__Problem description__. From the entries below, copy every line holding the word "camera".
##### Given data #####
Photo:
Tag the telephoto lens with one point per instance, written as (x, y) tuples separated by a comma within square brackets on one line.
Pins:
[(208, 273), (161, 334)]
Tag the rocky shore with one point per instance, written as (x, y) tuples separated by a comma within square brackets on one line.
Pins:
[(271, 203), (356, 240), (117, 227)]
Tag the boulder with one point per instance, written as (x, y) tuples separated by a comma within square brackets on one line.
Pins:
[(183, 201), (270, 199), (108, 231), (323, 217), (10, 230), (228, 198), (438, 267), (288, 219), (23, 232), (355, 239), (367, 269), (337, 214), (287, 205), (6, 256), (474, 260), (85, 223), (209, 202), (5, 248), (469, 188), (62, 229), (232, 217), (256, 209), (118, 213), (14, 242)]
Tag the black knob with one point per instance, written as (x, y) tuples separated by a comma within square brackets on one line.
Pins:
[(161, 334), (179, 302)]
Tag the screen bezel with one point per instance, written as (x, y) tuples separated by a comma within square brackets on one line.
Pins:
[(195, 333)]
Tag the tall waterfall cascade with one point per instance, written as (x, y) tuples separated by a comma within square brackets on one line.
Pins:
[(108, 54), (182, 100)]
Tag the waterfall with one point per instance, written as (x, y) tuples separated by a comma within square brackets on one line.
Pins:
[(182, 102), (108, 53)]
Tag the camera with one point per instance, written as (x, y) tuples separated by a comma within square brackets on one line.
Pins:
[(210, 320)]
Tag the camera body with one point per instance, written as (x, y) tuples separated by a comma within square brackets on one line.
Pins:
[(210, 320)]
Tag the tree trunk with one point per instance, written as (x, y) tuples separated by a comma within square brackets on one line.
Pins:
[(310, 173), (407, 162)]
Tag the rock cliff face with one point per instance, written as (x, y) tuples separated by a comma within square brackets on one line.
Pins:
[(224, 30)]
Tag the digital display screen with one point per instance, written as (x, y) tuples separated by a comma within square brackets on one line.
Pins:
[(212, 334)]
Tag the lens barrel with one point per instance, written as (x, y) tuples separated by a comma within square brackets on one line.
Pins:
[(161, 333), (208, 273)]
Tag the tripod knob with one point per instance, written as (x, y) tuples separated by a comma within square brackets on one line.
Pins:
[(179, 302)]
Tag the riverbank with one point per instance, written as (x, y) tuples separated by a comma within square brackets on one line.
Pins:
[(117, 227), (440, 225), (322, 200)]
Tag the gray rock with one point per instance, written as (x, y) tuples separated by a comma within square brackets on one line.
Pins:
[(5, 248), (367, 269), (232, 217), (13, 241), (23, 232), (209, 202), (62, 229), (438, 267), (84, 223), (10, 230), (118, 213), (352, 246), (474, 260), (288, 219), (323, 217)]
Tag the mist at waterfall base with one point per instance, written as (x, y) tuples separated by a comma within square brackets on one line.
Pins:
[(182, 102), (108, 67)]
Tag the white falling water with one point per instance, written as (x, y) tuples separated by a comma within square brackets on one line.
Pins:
#####
__Exercise result__.
Tag the camera with one point per instance, written as (x, y) tuples separated by a comma within square brackets on one line.
Tag the camera body with one point per instance, written as (x, y) tuples separated by a comma within square brackets on one line.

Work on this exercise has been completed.